● EXERCISE DETAILS
Each line of the material should be output exactly as shown.
————————
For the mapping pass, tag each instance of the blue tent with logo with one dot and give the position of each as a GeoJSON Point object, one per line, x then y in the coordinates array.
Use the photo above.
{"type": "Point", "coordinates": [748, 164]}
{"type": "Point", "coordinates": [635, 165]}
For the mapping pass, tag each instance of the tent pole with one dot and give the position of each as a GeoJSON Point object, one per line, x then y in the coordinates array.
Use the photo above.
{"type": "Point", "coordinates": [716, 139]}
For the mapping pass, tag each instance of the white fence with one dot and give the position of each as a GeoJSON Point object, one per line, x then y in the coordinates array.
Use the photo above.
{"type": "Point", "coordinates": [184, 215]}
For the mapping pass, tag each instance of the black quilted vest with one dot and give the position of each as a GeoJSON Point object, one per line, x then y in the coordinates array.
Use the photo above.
————————
● ANSWER TO THE PROBLEM
For the mapping pass, tag each instance of the blue tent with logo with one dot and give the position of each as a GeoJSON Point object, one per line, x then y in the coordinates array.
Use the photo above.
{"type": "Point", "coordinates": [748, 164]}
{"type": "Point", "coordinates": [635, 165]}
For the mapping pass, tag each instance of the tent pole with one dot and give the position of each as a GeoJSON Point object, one per line, x then y in the coordinates array.
Use the photo above.
{"type": "Point", "coordinates": [716, 139]}
For the mapping pass, tag each instance of the white fence with one dot and give the position of each as a GeoJSON Point object, one per line, x then y in the coordinates array.
Use the photo above.
{"type": "Point", "coordinates": [184, 215]}
For the mapping pass, tag each instance of the black quilted vest with one dot and give the position of each as a GeoJSON Point object, one per line, x then y in the coordinates array.
Use the photo above.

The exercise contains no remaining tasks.